**Input rows:**

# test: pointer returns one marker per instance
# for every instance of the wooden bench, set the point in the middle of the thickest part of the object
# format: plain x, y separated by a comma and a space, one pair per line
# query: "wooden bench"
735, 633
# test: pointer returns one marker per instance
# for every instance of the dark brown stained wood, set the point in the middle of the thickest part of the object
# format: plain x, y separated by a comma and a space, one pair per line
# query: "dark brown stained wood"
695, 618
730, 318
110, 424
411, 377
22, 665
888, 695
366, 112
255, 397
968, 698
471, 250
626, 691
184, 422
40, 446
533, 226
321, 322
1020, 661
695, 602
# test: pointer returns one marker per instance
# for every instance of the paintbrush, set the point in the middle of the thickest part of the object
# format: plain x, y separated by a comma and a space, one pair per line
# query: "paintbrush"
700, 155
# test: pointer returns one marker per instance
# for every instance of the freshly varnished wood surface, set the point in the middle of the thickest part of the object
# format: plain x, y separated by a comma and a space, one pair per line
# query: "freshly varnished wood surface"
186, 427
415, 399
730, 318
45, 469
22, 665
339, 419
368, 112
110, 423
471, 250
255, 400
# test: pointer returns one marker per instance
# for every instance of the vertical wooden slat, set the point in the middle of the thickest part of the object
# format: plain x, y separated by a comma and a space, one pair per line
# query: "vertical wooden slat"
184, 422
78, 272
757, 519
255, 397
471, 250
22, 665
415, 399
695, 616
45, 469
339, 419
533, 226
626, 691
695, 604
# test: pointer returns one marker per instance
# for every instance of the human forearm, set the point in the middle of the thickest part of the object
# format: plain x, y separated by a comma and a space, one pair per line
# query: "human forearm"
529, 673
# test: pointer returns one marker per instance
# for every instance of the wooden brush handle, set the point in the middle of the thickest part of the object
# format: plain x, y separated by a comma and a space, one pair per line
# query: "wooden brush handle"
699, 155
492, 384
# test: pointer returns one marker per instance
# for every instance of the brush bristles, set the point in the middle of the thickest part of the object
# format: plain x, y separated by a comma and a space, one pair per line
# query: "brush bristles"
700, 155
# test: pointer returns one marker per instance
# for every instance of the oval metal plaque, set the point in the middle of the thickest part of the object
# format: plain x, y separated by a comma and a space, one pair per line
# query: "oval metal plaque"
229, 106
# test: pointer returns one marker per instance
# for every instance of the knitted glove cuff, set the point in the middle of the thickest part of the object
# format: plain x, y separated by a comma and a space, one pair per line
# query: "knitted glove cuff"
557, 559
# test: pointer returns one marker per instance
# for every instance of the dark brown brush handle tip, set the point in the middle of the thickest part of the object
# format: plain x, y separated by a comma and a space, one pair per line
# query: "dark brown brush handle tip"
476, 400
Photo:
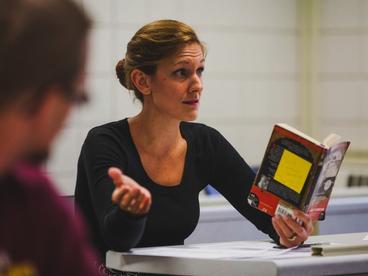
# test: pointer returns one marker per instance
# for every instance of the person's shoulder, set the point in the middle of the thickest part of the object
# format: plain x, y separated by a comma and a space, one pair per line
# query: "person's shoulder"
199, 129
36, 188
108, 128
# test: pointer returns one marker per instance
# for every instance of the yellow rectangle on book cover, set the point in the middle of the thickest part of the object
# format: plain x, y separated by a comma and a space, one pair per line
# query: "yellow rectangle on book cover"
292, 171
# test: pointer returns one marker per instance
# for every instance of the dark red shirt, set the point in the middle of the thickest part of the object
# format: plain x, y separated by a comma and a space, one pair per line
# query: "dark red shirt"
38, 231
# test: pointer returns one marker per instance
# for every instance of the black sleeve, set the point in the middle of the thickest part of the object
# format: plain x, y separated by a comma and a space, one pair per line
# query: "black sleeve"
101, 150
233, 178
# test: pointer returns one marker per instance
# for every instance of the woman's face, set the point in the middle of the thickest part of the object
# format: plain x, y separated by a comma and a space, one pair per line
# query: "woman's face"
177, 84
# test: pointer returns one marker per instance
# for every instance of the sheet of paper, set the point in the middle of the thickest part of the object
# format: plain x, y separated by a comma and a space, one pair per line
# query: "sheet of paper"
239, 250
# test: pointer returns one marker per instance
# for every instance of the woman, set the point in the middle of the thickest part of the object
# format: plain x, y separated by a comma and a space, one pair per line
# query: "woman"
170, 158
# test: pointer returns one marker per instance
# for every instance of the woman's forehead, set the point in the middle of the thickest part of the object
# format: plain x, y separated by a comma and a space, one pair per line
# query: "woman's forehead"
186, 54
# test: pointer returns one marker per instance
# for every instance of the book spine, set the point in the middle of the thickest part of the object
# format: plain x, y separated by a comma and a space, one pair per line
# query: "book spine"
312, 187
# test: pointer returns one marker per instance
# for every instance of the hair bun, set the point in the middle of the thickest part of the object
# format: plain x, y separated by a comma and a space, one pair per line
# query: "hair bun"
120, 72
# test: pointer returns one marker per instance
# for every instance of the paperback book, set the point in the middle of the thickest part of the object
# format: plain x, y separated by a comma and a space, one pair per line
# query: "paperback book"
297, 172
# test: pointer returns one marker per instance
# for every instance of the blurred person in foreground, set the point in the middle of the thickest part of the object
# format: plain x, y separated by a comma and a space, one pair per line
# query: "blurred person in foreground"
43, 47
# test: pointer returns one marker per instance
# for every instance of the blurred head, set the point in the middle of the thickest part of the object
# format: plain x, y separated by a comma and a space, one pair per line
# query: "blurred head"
42, 59
152, 44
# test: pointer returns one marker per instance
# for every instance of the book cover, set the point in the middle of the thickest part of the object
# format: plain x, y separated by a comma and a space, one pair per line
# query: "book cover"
297, 171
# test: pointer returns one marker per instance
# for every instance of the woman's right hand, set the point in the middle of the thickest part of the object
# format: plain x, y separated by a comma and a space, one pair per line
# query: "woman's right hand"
128, 194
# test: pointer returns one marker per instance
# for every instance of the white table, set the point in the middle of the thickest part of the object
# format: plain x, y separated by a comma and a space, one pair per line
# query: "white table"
287, 263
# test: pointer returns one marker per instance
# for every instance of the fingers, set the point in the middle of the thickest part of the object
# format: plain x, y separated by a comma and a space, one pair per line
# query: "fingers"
291, 232
116, 175
128, 194
307, 222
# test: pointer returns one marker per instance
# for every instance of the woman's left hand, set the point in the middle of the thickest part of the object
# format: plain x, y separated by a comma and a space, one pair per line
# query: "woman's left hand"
290, 231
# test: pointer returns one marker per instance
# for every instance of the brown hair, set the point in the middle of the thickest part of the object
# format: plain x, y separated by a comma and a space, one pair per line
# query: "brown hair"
150, 44
40, 45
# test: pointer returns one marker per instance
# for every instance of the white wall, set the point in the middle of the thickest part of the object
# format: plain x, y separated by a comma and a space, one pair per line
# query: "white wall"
252, 70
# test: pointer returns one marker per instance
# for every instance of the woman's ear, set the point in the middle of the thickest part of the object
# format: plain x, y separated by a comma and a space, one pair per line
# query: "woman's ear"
141, 81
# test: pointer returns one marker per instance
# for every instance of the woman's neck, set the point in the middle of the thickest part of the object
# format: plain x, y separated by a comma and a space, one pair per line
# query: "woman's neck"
155, 135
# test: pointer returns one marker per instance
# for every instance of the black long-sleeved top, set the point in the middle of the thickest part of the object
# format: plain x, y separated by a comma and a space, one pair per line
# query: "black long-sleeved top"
174, 213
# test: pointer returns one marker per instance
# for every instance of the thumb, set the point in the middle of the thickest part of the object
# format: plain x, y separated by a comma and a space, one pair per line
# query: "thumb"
116, 175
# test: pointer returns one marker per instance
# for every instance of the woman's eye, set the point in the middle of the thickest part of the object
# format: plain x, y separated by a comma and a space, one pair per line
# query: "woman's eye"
180, 73
200, 71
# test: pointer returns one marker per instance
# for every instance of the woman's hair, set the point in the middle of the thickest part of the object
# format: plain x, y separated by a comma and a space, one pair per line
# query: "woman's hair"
150, 44
40, 46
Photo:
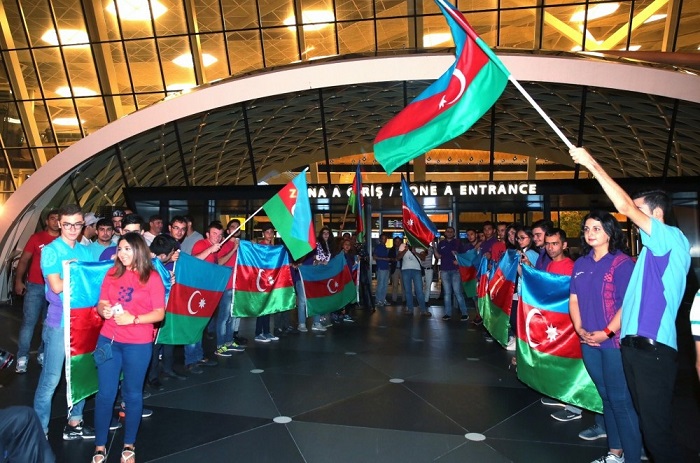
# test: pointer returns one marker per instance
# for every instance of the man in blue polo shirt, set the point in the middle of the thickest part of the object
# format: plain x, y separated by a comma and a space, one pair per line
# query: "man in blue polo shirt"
648, 332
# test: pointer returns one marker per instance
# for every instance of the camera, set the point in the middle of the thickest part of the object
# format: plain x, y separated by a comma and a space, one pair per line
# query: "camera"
6, 359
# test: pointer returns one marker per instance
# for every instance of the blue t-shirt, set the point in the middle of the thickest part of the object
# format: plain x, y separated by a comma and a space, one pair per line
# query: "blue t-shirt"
381, 251
657, 285
52, 257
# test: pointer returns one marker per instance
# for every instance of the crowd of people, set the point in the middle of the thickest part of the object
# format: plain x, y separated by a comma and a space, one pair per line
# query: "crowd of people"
624, 312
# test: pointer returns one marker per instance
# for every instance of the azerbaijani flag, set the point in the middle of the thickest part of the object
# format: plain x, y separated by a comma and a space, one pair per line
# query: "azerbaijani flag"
420, 230
193, 298
451, 104
467, 271
262, 281
357, 205
81, 292
499, 297
327, 287
549, 350
290, 212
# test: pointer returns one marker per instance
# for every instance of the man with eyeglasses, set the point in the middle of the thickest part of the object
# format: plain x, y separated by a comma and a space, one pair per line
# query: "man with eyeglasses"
65, 247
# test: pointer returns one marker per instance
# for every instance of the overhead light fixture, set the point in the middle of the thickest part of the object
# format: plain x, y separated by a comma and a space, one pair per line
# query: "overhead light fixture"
68, 37
77, 91
594, 12
137, 10
312, 20
67, 121
436, 38
655, 17
186, 61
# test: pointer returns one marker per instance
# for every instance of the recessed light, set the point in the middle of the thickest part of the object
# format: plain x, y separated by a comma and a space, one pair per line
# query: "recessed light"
68, 37
186, 61
137, 10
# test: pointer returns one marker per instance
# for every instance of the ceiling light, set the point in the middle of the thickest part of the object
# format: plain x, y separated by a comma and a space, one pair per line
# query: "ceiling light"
655, 17
137, 10
77, 91
68, 121
436, 38
312, 20
595, 12
186, 61
68, 37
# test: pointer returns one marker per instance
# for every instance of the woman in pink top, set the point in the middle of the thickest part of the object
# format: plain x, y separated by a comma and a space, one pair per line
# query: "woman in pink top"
132, 299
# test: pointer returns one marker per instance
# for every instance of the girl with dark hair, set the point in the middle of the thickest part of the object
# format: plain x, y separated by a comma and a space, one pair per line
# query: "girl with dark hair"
598, 286
132, 299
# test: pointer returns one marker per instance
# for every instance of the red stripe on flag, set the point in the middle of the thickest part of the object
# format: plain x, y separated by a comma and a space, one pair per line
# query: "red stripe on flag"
548, 332
192, 302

**Goal:**
List, word for word, every line of the records above that contains the string "ceiling". The match is case-sensitive.

**Completed task:**
# for every instance of the ceiling light, set the point in the middle of the thickest part of the object
# query: "ceiling light"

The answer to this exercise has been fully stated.